◆ Задания ◆
A: Замените в отрывке о программах и общих интересах "планирующем мышлении" на "стратегическом мышлении" и приведите весь текст от "Читайте также: |" до "положение в настоящем.".
B: Подхватите отрывок о программах и общих интересах и продолжите его с того места, где он обрывается.

Читайте также: |
|
Целое в планирующем мышлении есть, во-первых, идея общего состояния, к которому стремятся программы; во-вторых, конкретное всемирно-историческое положение в настоящем.
Могущественными факторами являются, правда, своекорыстные интересы, объединенные в группы общего интереса. Однако выступают они, как бы представляя общие интересы. В программах как. духовных образованиях общие интересы выступают в изначально гетерогенных образах: в виде утопии правильного устройства мира, обеспечивающего существование массы в состоянии вечного мира; в виде метафизики бытия государства самого по себе, которому должно быть подчинено все остальное; в виде этоса, который утверждает изменение мира, опираясь на фактические силы, существующие в данный момент, и не желает ничего знать о будущем, ибо это движение должно открыть непредвидимое будущее; в виде этоса самоограничения со стороны государства и общественного аппарата в пользу неприкосновенных прав человека и пространства, предоставляющих сферу
действия возможному бытию людей в его многообразии; в виде исторической жизни народа как нации.

◆ Фрагменты данных ◆
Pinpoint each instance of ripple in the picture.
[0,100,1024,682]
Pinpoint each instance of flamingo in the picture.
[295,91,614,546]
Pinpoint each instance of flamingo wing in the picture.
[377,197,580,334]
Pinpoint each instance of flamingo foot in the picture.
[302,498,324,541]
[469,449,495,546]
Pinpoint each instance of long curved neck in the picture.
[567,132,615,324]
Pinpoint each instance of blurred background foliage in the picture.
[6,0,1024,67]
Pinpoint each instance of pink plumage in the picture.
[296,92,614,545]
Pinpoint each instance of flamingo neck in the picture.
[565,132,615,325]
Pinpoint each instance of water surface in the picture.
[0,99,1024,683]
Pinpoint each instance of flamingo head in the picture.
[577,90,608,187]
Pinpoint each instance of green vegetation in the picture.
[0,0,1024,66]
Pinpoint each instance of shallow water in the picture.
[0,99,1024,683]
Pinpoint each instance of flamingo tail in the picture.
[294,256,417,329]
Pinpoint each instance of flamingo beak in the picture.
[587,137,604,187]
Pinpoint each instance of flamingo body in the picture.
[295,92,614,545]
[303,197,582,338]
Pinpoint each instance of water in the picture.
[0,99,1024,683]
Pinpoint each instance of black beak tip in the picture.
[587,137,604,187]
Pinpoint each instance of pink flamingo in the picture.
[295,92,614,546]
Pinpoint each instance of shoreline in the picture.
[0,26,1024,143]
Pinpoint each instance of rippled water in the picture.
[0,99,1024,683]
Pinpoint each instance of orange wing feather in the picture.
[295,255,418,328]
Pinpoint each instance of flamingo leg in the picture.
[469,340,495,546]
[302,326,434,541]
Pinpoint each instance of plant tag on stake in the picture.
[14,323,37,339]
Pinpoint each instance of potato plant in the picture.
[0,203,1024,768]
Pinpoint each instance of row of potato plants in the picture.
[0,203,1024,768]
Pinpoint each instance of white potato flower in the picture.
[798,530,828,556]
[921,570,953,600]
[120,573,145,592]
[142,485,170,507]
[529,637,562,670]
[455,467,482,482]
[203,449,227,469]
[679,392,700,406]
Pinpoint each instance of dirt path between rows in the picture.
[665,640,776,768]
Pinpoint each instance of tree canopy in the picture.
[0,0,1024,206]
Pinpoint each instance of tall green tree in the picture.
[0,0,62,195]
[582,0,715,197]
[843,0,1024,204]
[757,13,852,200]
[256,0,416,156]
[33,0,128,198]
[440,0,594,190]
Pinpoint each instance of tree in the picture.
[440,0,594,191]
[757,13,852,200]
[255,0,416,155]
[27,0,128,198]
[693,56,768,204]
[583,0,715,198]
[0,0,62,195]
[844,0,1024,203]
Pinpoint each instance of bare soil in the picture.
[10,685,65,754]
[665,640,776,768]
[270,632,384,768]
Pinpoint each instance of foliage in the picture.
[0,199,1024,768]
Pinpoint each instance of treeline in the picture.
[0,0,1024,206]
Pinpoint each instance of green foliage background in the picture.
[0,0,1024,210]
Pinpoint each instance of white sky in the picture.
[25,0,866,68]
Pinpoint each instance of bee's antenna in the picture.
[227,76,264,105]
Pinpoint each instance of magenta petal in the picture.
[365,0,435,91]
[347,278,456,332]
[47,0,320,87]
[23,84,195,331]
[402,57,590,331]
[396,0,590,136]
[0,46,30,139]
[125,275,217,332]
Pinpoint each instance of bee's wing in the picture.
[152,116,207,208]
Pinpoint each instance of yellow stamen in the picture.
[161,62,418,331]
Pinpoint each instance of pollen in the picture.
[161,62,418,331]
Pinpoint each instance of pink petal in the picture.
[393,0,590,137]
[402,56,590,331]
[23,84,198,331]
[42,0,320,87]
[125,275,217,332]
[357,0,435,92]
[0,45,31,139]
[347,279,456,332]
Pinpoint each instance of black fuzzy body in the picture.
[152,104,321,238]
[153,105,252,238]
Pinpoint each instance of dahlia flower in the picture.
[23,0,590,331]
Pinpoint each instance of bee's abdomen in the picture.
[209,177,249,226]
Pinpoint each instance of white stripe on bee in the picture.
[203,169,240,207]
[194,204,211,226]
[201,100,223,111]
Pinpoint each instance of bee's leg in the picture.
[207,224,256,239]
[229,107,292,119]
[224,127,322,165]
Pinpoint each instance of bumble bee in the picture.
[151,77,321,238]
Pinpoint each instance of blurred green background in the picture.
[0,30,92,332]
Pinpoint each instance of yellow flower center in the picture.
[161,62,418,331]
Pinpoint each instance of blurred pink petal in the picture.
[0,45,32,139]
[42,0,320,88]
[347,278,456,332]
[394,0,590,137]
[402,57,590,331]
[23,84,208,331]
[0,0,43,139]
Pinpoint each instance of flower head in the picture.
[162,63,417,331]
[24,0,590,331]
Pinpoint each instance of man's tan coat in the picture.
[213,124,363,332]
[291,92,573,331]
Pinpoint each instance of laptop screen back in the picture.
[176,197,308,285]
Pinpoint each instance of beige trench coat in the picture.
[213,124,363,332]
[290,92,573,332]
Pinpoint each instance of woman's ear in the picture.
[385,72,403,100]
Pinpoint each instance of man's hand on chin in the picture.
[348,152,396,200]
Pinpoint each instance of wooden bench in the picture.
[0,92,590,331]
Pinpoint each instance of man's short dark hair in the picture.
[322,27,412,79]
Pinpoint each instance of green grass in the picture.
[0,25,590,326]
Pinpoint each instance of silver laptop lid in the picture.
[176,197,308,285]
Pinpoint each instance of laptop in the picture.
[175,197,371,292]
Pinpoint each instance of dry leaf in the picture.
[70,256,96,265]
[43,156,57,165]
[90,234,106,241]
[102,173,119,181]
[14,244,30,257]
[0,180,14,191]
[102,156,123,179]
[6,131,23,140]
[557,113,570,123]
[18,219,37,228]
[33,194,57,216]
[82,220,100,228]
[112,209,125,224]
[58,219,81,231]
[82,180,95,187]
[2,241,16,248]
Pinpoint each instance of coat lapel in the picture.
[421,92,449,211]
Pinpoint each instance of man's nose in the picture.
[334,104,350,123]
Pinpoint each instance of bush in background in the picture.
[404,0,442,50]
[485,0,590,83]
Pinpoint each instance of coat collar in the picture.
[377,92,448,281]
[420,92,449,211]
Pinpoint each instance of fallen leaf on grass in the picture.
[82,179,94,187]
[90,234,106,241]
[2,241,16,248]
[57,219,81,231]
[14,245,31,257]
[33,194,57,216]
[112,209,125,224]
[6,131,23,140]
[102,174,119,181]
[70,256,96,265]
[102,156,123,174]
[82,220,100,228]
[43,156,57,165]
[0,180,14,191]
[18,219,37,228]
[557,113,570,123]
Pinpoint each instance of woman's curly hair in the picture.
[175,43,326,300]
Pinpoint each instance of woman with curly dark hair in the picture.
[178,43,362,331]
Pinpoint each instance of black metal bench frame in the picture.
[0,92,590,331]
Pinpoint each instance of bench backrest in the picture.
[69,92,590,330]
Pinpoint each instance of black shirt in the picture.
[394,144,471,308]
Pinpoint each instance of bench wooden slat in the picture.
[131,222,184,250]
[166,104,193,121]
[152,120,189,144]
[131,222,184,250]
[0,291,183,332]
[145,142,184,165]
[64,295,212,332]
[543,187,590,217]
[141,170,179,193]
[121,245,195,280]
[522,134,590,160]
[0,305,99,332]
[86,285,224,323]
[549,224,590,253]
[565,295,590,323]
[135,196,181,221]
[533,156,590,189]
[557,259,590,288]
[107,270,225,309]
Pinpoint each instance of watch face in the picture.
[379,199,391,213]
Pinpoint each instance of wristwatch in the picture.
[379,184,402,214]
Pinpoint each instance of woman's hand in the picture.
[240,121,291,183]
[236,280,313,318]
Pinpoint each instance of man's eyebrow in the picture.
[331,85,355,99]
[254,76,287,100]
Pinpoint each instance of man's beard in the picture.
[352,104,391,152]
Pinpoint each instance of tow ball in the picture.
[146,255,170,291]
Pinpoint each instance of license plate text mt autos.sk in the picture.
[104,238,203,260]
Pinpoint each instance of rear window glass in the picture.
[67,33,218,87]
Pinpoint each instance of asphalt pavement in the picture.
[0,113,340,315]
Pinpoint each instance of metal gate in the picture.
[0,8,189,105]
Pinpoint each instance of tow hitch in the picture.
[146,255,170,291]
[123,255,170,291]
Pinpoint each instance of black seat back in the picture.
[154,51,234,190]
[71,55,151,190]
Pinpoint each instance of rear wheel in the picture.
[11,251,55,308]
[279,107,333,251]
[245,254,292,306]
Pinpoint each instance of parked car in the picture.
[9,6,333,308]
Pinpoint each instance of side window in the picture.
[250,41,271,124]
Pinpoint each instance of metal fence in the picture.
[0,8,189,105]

◆ Результаты по заданиям ◆
A:
Читайте также: |
|
Целое в стратегическом мышлении есть, во-первых, идея общего состояния, к которому стремятся программы; во-вторых, конкретное всемирно-историческое положение в настоящем.

B:
Эти образы борются в духовной сфере и становятся побудительными основаниями для смутных ранее мотивов. Но каждый из них становится неистинным в качестве тотальной программы, поскольку она претендует на абстрактную всеобщность. Ибо политическая деятельность проистекает всегда из конкретной исторической ситуации в необозримом целом; каждый человек, каждая группа и каждое государство находятся только в единственном месте, а не повсюду; всему присуща лишь его возможность, а не возможность человечества вообще. Политическая деятельность - это действительность, схваченная в борьбе в ее последней зависимости и открывающая в фактическом результате свою сущность.
Однако то, что сегодня фронты, борьбы неясны, делает столь необычайно трудным в определенной борьбе этих фронтов перемещение из неопределенной воли в подлинную волю.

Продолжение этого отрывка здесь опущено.